- _Excerpted text_:

::::::::::

Meanwhile, for youth, it is necessary to encourage this group to increase access to formal financial services that will enable them to invest in their education to improve their skills and professional perspective in the future. Access to formal financial services also allows young people to gain autonomy in society and actively become socio-economic actors in their country. In addition, accessing financial services and products provides opportunities for them to build entrepreneurial initiatives and contribute to job creation.
In addition to encouraging the use of fintech, supervision of the digital financial services sector is also needed to protect consumers. Many financial services offer access to finance but then it becomes a problem for many people who borrow money with excessive and high interest rates (online loans) so that many people cannot afford to pay it back. “Technology is changing the financial system. Therefore, we as policy makers need to ensure that this change is safe and inclusive and that no one is left behind,” continued the Minister of Finance.
This seminar was attended by various speakers from countries and international organizations who shared their experiences and expertise in digital financial inclusion. “I believe this event will surely be beneficial for all of us and our strategy in achieving the target of financial inclusion also in promoting access to responsible financial services to the most vulnerable and undeserved group. I do hope that the discussion will not only end here, but we
can continue in other events, as well as in our respective countries and institutions,” concluded the Minister of Finance.
During the seminar, the Government Investment Center (PIP) of Indonesia shared various experiences in promoting financial inclusion in the non-bankable community, especially for women. Starting in 2007, the Government has been having financing program for MSMEs called People’s Business Credit or KUR, which is channeled mainly by banks. Based on data from the Credit Program Information System (SIKP) in 2016, the average loan size for Micro KUR is around Rp. 14 million, while many Ultra Micro businesses require less than Rp. 10 million in financing.

::::::::::

- _What you will do_:
a: According to the financial inclusion text, in what year did the Government begin its People's Business Credit (KUR) financing program for MSMEs?
b: Reproduce the part of the financial inclusion text between "In addition to" and "continued the Minister of Finance.", inclusive.
The material has no connection to the financial inclusion text.

::::::::::

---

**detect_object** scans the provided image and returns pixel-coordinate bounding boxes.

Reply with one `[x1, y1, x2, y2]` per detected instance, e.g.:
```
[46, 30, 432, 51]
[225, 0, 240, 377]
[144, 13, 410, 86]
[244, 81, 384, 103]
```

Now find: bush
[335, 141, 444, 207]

::::::::::

- _Answers to the tasks_:
a: In 2007.

b:
In addition to encouraging the use of fintech, supervision of the digital financial services sector is also needed to protect consumers. Many financial services offer access to finance but then it becomes a problem for many people who borrow money with excessive and high interest rates (online loans) so that many people cannot afford to pay it back. “Technology is changing the financial system. Therefore, we as policy makers need to ensure that this change is safe and inclusive and that no one is left behind,” continued the Minister of Finance.